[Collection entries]

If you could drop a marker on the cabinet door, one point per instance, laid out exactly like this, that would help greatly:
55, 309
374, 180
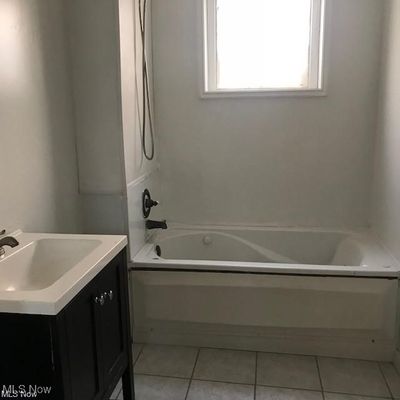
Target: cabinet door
81, 319
113, 319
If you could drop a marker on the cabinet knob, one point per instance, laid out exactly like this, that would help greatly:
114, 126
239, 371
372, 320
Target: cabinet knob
100, 300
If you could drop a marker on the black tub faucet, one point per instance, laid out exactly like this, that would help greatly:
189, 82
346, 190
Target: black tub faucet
7, 241
156, 224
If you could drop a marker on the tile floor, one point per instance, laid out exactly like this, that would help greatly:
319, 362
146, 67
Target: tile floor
188, 373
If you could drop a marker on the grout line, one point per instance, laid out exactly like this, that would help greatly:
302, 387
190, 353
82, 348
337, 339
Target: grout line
255, 378
320, 378
360, 395
191, 377
386, 381
163, 376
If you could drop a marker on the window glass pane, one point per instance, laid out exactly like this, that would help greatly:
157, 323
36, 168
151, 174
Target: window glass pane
263, 44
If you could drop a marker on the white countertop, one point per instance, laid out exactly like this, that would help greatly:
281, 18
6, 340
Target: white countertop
52, 299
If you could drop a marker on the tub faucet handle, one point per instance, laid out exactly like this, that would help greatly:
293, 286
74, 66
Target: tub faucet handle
148, 203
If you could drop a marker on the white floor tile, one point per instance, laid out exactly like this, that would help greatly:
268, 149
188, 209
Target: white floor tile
338, 396
158, 388
270, 393
170, 361
352, 377
289, 371
226, 366
202, 390
392, 378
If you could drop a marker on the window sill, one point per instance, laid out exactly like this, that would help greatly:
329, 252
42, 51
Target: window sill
221, 94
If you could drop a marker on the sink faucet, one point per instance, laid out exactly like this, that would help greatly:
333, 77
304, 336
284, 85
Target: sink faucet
156, 224
7, 241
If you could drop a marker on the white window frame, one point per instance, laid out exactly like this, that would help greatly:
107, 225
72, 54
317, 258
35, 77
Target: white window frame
317, 72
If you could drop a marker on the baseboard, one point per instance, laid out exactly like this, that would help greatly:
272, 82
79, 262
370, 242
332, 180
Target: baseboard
341, 347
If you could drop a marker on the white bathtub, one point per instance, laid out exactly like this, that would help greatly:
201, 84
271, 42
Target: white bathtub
285, 290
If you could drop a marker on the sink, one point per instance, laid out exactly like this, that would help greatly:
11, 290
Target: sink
42, 262
45, 271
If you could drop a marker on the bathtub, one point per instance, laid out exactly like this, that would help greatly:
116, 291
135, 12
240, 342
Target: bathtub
319, 292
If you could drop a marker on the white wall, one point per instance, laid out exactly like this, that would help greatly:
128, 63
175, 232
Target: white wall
39, 190
286, 161
386, 193
140, 173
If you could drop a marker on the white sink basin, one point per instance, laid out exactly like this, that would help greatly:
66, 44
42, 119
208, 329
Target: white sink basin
42, 263
43, 273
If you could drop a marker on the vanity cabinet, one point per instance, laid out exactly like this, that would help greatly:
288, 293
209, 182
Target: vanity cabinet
80, 353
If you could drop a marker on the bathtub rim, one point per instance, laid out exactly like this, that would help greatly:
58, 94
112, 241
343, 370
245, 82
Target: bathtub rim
143, 261
146, 259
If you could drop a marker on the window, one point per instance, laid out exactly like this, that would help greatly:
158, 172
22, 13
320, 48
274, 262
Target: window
263, 45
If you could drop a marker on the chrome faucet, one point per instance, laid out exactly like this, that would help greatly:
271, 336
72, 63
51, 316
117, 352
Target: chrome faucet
156, 224
7, 241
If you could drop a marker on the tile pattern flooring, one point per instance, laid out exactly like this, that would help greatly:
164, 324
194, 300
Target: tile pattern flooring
187, 373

* **PROBLEM TO SOLVE**:
Copy out all of the lines above word for word, leaving out the pictures.

* **SOLVED PROBLEM**:
If you could drop a marker on the cabinet door, one point per instance, laid out exactly like this, that would help greatly:
55, 309
374, 180
Target: cabinet door
81, 319
113, 319
If you could drop a marker on the cabinet knob, one point per instance, laid out exactly like this, that would help greatly:
114, 126
239, 371
372, 320
Target: cabinet knob
100, 300
If you could drop a marker on the black tub faucet, one point per instance, laid out exactly like this, that would help greatly:
189, 82
346, 190
Target: black tub faucet
7, 241
156, 224
If you could drop a marker on the tile floor, one point per instance, laid out exactly like this, that would help greatly:
319, 362
146, 67
Target: tile floor
188, 373
If you could drop a marker on the grout line, one point per instance, laid out exactly like this, that would help greatly:
302, 387
190, 353
82, 348
337, 339
Target: grout line
255, 378
320, 378
360, 395
191, 377
386, 381
163, 376
If you could drop a marker on the window glass pane, one point per instance, laid out exactly like this, that would help greatly:
157, 323
36, 168
151, 174
Target: window glass pane
263, 44
If you could drop a marker on the white countertop, one point per instance, laid out exactly like this, that would help greatly:
281, 18
6, 340
Target: white countertop
52, 299
If you could drop a marker on the tub faucet handle, one point per instance, laid out exactly like this, that would help greatly:
293, 286
74, 66
Target: tub faucet handle
148, 203
If you could drop a marker on the white floor tile, one point per instance, laid out exactly like this, that would help greatly:
268, 149
188, 209
Target: white floor tile
338, 396
158, 388
270, 393
170, 361
352, 377
289, 371
226, 366
202, 390
392, 378
If you could drop a marker on the window sill, one point per instance, laid out exactly like this, that would help greatly:
329, 252
42, 51
Target: window sill
221, 94
If you could drop a marker on the sink faucet, one point per instance, laid out exactly like this, that would help greatly:
333, 77
304, 336
284, 85
Target: sink faucet
156, 224
7, 241
If you could drop a marker on the white window frame, one point per instance, laid out exactly like this, that would help greatly:
107, 225
72, 54
317, 258
35, 77
Target: white window frame
317, 72
If you could drop a marker on the baseboard, one point per instance, laid out exactly like this, that would help greatly:
272, 82
79, 262
370, 242
332, 180
Target: baseboard
341, 347
If you could drop a marker on the white bathtub, one point per instance, laid out exactly like this, that would help greatly:
201, 84
271, 42
Target: white bathtub
285, 290
If you could drop a marker on the sink, one point per instance, laid out exactly like this, that would help greatly:
11, 290
Target: sink
42, 262
45, 271
If you could drop a marker on the bathtub, one point per instance, laid out exactly like this, that would help greatly:
116, 291
135, 12
240, 342
Target: bathtub
319, 292
If you could drop a marker on the white wall, one point per instance, laid out exactly like this, that would help greatly:
128, 63
175, 232
Target: white wall
39, 190
286, 161
386, 193
140, 173
If you could drop a marker on the white sink basin, one point per instance, laid out exactly like this, that would help greatly:
66, 44
42, 119
208, 329
Target: white sink basin
42, 263
43, 273
If you could drop a marker on the vanity cabinet, one point per instance, laid out exactly like this, that would help greatly:
288, 293
209, 182
Target: vanity cabinet
80, 353
If you could drop a marker on the bathtub rim, one point per instance, laid out exactly like this, that would help greatly:
58, 94
112, 241
343, 370
245, 82
Target: bathtub rim
143, 261
146, 259
If you could drop a marker on the window, one point per instance, laid out exactly like this, that would help greatly:
158, 172
22, 13
320, 48
274, 262
Target: window
263, 45
If you could drop a marker on the chrome faucet, one point per instance, laid out exactly like this, that would help greatly:
271, 336
72, 63
51, 316
117, 352
Target: chrome faucet
156, 224
7, 241
If you could drop a marker on the tile pattern flooring, one point per instance, laid out exactly like this, that would help greatly:
164, 324
194, 300
Target: tile pattern flooring
187, 373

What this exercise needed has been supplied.